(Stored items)
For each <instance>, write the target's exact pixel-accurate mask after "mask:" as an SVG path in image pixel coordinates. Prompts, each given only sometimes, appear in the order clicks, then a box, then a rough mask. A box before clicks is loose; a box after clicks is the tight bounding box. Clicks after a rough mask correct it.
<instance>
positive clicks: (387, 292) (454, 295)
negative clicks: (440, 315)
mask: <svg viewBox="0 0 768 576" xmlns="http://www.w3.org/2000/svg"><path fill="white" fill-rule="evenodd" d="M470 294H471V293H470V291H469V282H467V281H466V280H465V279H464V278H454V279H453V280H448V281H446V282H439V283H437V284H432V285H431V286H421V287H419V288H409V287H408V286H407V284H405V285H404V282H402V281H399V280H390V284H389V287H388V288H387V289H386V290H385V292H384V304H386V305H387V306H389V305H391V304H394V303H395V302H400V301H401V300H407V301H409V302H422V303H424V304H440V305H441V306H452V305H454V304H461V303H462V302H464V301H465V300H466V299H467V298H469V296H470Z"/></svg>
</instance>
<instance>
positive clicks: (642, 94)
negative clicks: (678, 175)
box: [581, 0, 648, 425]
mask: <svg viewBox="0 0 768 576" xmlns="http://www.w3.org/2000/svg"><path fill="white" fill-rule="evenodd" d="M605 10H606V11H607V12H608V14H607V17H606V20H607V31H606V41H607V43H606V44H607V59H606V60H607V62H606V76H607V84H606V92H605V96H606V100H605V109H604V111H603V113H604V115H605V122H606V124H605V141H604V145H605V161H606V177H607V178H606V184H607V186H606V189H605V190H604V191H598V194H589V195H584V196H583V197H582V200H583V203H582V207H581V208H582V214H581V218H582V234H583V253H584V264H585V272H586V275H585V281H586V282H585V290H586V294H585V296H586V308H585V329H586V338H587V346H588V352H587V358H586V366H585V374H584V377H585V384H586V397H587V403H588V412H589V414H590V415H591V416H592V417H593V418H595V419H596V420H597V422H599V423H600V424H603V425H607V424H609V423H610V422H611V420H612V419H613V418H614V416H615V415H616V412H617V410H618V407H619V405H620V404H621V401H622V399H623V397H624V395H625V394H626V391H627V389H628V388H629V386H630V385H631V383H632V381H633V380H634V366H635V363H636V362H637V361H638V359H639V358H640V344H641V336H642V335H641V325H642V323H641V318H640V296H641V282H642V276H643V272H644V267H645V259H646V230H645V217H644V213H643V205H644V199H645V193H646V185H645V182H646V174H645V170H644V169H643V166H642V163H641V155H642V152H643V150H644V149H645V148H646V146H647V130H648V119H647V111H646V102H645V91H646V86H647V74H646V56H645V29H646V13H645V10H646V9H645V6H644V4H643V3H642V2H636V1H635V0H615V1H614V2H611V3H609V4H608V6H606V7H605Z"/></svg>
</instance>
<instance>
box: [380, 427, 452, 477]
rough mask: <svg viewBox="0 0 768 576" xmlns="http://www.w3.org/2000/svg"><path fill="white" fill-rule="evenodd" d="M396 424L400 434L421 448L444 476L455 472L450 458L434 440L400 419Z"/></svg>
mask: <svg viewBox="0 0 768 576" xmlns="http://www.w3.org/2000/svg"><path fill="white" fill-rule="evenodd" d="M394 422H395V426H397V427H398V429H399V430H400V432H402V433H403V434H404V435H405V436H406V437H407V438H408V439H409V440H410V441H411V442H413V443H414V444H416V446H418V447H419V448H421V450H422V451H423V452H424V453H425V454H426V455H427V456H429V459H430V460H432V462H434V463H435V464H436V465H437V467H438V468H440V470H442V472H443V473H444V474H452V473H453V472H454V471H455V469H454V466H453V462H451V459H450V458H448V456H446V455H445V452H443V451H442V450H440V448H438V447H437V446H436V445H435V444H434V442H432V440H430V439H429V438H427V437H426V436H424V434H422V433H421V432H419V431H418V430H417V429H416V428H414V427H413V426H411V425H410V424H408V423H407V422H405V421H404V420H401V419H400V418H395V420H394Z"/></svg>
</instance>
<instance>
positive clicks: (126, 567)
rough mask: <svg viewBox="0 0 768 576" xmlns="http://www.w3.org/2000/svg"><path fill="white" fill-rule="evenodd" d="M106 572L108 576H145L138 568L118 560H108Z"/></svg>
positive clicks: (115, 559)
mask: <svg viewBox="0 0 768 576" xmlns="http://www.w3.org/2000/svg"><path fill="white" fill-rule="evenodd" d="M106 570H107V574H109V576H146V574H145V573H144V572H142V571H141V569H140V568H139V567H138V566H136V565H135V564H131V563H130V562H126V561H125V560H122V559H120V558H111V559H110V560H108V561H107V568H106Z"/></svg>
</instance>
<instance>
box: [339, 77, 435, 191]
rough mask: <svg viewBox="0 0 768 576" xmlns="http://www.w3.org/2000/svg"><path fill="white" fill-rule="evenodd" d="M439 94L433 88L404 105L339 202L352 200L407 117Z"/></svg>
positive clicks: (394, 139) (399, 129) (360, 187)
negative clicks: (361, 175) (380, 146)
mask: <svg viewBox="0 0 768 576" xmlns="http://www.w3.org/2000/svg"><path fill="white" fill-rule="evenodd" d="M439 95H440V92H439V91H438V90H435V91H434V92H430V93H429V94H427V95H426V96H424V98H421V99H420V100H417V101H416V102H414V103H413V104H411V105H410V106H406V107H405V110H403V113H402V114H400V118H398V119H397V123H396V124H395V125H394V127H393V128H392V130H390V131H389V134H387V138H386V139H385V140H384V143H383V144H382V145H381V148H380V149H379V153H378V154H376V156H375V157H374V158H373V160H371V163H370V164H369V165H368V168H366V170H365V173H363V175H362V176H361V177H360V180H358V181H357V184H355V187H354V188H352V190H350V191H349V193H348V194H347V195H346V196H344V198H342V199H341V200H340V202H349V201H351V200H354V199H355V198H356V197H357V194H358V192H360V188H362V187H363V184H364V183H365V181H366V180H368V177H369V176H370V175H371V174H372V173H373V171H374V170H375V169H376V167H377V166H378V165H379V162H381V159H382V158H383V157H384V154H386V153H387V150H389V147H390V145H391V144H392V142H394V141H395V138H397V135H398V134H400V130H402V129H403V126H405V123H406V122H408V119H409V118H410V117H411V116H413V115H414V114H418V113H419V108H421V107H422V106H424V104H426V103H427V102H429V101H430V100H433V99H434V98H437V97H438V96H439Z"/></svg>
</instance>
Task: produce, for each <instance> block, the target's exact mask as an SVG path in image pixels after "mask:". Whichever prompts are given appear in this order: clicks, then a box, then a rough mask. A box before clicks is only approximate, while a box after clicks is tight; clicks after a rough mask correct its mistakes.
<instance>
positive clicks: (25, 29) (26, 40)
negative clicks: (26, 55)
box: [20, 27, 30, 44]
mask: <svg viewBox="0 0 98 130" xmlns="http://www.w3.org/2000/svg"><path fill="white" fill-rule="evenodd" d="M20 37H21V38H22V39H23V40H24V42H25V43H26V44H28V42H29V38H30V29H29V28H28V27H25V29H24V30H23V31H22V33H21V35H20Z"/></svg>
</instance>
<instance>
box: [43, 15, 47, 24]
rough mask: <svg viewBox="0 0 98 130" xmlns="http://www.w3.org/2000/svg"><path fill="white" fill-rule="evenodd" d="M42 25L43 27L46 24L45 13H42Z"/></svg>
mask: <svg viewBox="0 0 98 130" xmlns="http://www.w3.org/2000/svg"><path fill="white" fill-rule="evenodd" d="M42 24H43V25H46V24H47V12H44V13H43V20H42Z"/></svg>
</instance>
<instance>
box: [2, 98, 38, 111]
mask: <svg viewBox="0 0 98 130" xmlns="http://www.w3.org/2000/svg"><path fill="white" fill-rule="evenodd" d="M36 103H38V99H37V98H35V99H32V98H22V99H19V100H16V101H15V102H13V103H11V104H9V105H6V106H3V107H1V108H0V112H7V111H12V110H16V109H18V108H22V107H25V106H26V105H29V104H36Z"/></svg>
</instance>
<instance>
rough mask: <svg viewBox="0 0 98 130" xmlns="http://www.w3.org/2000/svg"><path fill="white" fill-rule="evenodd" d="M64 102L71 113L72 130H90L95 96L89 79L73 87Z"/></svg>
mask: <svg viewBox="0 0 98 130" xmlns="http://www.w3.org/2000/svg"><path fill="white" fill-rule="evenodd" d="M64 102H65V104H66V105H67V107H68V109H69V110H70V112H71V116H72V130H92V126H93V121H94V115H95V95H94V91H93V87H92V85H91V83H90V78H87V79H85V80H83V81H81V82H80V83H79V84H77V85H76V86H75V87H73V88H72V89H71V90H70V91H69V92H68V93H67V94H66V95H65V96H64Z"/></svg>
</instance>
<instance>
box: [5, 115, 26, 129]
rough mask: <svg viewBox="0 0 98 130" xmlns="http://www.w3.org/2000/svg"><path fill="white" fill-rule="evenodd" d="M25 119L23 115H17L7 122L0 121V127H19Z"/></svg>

Instructions for the task: Would you please copy every line in the data that contains the word "tight"?

Exercise response:
For each <instance>, write the target's exact pixel-accurate mask after "mask:" as an SVG path in image pixel coordinates. Prompts, each given only sometimes, appear in the order clicks, then a box, then a rough mask. A box before clicks is loose; a box after clicks is the tight bounding box. Clicks after a rough mask correct it.
Task: produce, for each <instance> block, the target's exact mask as an SVG path in image pixels after "mask:". Whichever prompts are given appear in this order: clicks, then a box, then a rough mask. A box before clicks is only approximate, while a box after clicks is tight; clicks after a rough mask correct its mistakes.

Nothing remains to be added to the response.